- _Task directions_
Collect every line in the listing below that contains the word "open".

- _Part of a data file_

>>>>

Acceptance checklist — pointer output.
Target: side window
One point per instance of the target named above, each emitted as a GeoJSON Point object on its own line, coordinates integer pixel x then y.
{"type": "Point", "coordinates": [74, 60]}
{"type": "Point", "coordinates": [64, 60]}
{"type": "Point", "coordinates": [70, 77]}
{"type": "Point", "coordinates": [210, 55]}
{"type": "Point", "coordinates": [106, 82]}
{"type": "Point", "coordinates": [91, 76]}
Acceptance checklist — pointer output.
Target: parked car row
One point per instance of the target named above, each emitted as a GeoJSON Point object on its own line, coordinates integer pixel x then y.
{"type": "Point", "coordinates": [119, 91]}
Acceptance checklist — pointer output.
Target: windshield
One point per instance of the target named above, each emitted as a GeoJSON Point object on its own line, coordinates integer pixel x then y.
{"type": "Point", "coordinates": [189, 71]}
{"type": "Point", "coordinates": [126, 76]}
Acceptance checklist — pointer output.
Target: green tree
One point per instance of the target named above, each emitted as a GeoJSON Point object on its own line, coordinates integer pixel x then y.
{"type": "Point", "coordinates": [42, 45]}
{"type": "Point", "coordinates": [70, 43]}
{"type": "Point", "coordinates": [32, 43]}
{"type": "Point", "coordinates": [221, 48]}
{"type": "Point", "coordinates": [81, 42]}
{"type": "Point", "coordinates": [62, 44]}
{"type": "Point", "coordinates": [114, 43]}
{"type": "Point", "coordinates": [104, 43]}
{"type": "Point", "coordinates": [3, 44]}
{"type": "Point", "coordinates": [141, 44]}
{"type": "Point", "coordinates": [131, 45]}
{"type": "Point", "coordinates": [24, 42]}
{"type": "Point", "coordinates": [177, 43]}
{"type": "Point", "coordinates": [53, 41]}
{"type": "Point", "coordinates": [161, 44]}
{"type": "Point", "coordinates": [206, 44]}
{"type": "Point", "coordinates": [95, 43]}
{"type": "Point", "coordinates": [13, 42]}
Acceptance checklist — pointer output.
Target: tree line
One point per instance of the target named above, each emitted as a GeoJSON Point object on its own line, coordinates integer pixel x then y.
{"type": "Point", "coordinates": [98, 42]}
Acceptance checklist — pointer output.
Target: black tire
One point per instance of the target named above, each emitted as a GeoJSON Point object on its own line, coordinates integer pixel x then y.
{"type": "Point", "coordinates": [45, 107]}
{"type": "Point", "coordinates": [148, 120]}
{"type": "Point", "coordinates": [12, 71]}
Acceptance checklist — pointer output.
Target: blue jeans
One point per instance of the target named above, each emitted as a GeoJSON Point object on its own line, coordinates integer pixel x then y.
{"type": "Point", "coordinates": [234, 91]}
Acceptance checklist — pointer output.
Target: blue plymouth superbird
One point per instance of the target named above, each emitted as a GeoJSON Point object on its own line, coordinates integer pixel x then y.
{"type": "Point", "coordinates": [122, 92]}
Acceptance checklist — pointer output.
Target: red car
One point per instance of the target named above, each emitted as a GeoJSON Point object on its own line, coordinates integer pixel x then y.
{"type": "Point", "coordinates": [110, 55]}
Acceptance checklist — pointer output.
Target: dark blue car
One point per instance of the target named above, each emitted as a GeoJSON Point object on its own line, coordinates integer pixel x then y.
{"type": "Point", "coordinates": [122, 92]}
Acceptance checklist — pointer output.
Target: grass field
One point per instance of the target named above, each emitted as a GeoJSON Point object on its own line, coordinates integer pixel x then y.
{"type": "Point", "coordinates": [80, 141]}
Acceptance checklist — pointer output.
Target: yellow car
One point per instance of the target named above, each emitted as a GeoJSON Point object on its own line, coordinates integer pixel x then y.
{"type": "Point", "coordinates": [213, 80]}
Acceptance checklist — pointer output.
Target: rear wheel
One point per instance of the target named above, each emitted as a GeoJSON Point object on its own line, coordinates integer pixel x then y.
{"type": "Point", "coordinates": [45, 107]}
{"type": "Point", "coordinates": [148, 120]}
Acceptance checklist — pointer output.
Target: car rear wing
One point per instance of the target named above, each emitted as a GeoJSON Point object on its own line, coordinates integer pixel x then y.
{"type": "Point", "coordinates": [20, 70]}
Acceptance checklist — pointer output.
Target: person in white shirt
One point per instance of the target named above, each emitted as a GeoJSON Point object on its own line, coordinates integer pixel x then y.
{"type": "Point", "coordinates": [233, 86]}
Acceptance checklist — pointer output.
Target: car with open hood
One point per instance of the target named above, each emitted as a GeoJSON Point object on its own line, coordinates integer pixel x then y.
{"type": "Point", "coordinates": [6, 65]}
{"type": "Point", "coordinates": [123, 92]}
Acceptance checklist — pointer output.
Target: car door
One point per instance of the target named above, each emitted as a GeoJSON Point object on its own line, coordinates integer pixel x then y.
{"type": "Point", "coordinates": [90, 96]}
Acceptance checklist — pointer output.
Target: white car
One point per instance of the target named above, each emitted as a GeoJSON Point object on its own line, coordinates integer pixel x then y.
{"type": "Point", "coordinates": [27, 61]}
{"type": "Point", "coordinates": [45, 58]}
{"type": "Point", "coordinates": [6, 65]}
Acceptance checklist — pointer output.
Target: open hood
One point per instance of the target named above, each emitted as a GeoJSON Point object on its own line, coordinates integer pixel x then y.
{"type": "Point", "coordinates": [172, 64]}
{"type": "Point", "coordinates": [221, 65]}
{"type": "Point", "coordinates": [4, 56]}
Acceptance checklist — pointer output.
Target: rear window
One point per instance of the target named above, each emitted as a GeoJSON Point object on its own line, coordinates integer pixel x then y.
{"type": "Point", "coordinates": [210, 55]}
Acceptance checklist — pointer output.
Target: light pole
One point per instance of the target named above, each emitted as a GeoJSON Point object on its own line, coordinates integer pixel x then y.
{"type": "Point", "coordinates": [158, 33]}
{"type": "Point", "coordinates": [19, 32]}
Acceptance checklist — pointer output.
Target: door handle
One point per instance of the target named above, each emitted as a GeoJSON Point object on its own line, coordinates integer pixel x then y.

<<<<

- _Task response_
Target: car with open hood
Target: open hood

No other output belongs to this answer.